• _Goals_
• A. In the passage on client work, what is described as more important than the writing?
• B. Please output part of the passage on client work verbatim, starting at the words "I'm sure that" and ending after "your own agenda.".

• _Given passage_

# # # # # # #

We all want to give excuses. We want to apologize for why we can't get something done, and life does give you stuff. You might have real, legitimate reasons, but no one wants to hear that. No one ever wants to hear it. That was a lesson I learned early on: Do the work and save the excuses. Or say, “Sorry, no excuse.” Just say, “I apologize, my bad.”

I'm sure that your clients really appreciate that!

I think what is more important than the writing—more important than anything—is the relationship-building. You build relationships that are lasting when you're honest and you show up. It's almost like salesmanship. You have to be willing to serve your client in any way. It's full service, 100% service. Make changes they want. You can give your two cents. For example, you can say, “I don't think a publisher will like that.” They're paying you to be honest, but it’s the way you deliver it. It can’t be with an ego or your own agenda.

# # # # # # #

• _Given data_
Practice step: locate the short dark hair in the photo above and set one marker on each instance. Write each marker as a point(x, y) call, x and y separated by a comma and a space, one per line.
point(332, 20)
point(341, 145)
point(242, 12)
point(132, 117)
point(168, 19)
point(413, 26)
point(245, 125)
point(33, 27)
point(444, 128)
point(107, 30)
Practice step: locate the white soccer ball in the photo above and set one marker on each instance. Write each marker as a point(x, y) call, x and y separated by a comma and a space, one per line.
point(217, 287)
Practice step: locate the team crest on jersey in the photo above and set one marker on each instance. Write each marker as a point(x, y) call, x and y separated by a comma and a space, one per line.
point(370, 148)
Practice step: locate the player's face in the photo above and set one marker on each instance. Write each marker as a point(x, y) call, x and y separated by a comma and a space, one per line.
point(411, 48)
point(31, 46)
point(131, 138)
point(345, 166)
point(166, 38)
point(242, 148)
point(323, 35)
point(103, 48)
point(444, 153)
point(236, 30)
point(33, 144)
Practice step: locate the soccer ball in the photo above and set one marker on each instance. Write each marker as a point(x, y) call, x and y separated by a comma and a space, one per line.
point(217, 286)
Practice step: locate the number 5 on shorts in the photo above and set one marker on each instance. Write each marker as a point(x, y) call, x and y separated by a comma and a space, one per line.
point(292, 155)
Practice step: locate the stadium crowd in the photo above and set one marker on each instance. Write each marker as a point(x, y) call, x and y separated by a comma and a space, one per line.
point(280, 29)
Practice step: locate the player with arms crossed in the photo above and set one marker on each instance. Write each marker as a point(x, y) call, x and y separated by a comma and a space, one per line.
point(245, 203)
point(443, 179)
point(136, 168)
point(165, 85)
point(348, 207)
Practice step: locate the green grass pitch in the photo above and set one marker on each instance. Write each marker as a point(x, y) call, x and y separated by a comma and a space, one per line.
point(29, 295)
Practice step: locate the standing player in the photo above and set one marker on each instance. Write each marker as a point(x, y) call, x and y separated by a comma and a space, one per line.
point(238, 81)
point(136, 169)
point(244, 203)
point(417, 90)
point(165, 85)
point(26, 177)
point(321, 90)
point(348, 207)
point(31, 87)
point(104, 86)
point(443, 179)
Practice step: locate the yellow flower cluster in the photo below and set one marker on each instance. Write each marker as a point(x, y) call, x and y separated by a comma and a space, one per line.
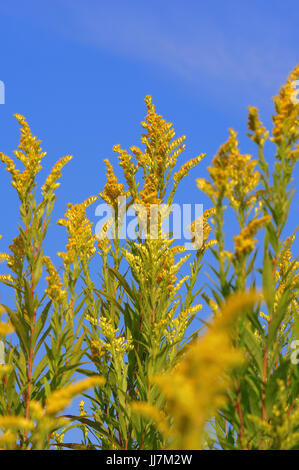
point(196, 388)
point(286, 119)
point(282, 429)
point(54, 289)
point(113, 189)
point(232, 175)
point(30, 154)
point(184, 170)
point(50, 183)
point(200, 230)
point(80, 237)
point(5, 327)
point(245, 243)
point(258, 132)
point(114, 344)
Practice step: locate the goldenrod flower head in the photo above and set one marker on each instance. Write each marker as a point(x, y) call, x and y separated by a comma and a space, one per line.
point(30, 154)
point(113, 189)
point(286, 119)
point(55, 287)
point(245, 243)
point(232, 175)
point(51, 181)
point(80, 237)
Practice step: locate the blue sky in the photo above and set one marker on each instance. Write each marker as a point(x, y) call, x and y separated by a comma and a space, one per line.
point(79, 72)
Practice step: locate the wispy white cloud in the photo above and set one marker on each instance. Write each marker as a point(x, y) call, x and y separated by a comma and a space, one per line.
point(245, 43)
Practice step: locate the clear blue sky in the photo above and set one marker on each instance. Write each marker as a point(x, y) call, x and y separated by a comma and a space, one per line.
point(79, 72)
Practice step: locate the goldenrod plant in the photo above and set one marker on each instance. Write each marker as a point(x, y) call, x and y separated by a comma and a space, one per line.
point(120, 309)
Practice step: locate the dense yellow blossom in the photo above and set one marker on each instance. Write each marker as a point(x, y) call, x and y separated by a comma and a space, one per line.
point(51, 181)
point(80, 235)
point(286, 119)
point(233, 175)
point(245, 243)
point(30, 154)
point(113, 189)
point(55, 287)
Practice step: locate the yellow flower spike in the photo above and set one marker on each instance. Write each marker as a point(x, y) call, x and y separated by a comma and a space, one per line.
point(245, 243)
point(54, 289)
point(184, 170)
point(6, 329)
point(30, 154)
point(50, 183)
point(80, 235)
point(113, 189)
point(258, 134)
point(286, 119)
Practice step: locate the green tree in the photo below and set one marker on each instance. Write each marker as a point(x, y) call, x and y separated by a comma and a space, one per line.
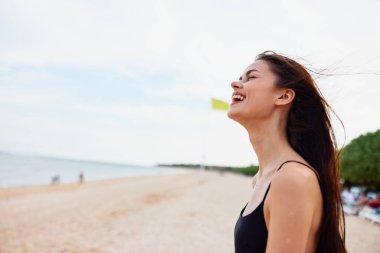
point(360, 161)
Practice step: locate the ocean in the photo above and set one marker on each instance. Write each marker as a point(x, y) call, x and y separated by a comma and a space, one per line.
point(22, 170)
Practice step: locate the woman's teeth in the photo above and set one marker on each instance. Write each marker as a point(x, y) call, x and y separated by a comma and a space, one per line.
point(238, 97)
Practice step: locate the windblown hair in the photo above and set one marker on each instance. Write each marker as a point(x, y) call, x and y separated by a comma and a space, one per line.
point(310, 133)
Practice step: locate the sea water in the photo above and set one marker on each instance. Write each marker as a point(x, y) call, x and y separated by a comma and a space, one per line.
point(21, 170)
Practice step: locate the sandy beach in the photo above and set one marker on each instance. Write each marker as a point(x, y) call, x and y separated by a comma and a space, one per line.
point(190, 212)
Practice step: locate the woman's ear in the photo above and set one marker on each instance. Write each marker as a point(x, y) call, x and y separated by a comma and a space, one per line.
point(285, 96)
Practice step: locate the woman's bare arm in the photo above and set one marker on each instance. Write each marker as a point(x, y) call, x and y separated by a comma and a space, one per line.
point(291, 204)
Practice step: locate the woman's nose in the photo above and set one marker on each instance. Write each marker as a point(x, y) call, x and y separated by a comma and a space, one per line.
point(236, 85)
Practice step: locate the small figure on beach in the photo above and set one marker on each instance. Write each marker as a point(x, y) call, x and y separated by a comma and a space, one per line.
point(55, 180)
point(295, 204)
point(81, 177)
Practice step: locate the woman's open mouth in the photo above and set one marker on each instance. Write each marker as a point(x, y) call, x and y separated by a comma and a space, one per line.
point(237, 98)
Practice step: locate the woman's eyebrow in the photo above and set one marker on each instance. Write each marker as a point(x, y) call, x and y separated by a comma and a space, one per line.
point(248, 72)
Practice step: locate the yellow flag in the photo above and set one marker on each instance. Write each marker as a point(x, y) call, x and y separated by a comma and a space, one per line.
point(217, 104)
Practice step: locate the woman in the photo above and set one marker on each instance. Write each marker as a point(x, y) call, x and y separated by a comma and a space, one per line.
point(295, 204)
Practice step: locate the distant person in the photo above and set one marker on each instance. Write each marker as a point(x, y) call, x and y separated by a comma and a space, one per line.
point(295, 205)
point(348, 197)
point(55, 180)
point(81, 177)
point(375, 203)
point(361, 202)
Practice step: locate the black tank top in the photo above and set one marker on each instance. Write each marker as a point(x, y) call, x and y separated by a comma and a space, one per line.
point(251, 233)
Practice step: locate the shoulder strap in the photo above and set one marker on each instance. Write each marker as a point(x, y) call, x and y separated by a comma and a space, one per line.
point(316, 173)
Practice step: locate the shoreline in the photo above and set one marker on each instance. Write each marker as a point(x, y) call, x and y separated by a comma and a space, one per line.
point(145, 213)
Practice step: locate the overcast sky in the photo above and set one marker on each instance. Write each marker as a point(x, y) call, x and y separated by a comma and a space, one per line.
point(131, 81)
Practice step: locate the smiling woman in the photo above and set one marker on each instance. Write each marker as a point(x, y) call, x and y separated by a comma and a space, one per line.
point(295, 205)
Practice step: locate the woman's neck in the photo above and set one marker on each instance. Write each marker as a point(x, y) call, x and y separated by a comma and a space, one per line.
point(271, 147)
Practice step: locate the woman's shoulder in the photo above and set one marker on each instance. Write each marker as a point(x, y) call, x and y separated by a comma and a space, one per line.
point(296, 180)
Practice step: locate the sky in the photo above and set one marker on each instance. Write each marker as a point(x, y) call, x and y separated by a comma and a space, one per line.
point(131, 81)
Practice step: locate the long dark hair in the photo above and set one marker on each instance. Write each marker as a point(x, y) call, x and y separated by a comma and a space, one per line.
point(310, 133)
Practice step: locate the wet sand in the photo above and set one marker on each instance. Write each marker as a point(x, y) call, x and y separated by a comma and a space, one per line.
point(192, 212)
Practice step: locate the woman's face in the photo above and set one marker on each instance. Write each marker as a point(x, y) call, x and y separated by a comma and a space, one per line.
point(255, 93)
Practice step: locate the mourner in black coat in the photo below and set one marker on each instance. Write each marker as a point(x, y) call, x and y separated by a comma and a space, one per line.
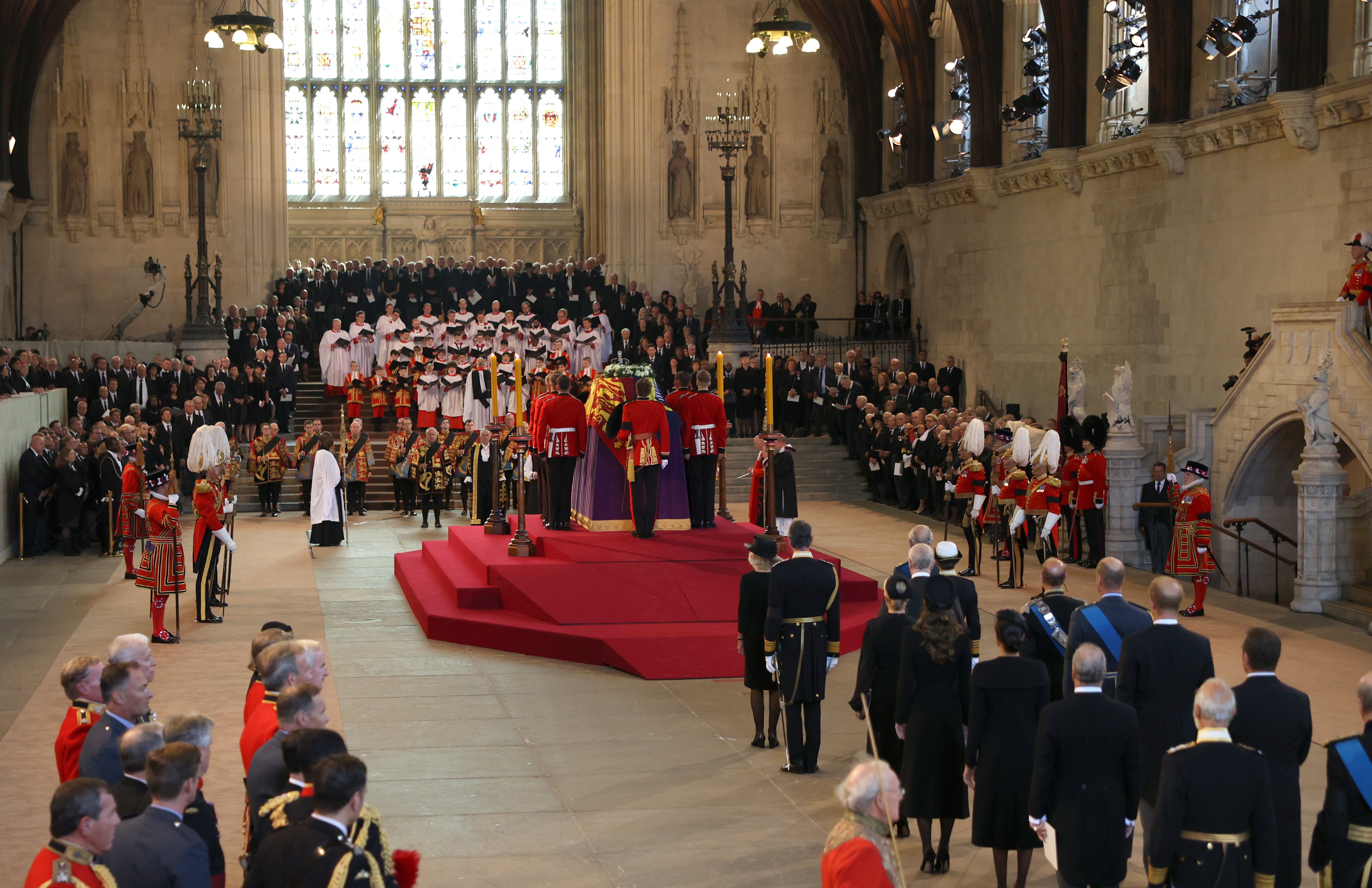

# # # # # # #

• _Answers to the problems_
• A. Relationship-building.

• B.
I'm sure that your clients really appreciate that!

I think what is more important than the writing—more important than anything—is the relationship-building. You build relationships that are lasting when you're honest and you show up. It's almost like salesmanship. You have to be willing to serve your client in any way. It's full service, 100% service. Make changes they want. You can give your two cents. For example, you can say, “I don't think a publisher will like that.” They're paying you to be honest, but it’s the way you deliver it. It can’t be with an ego or your own agenda.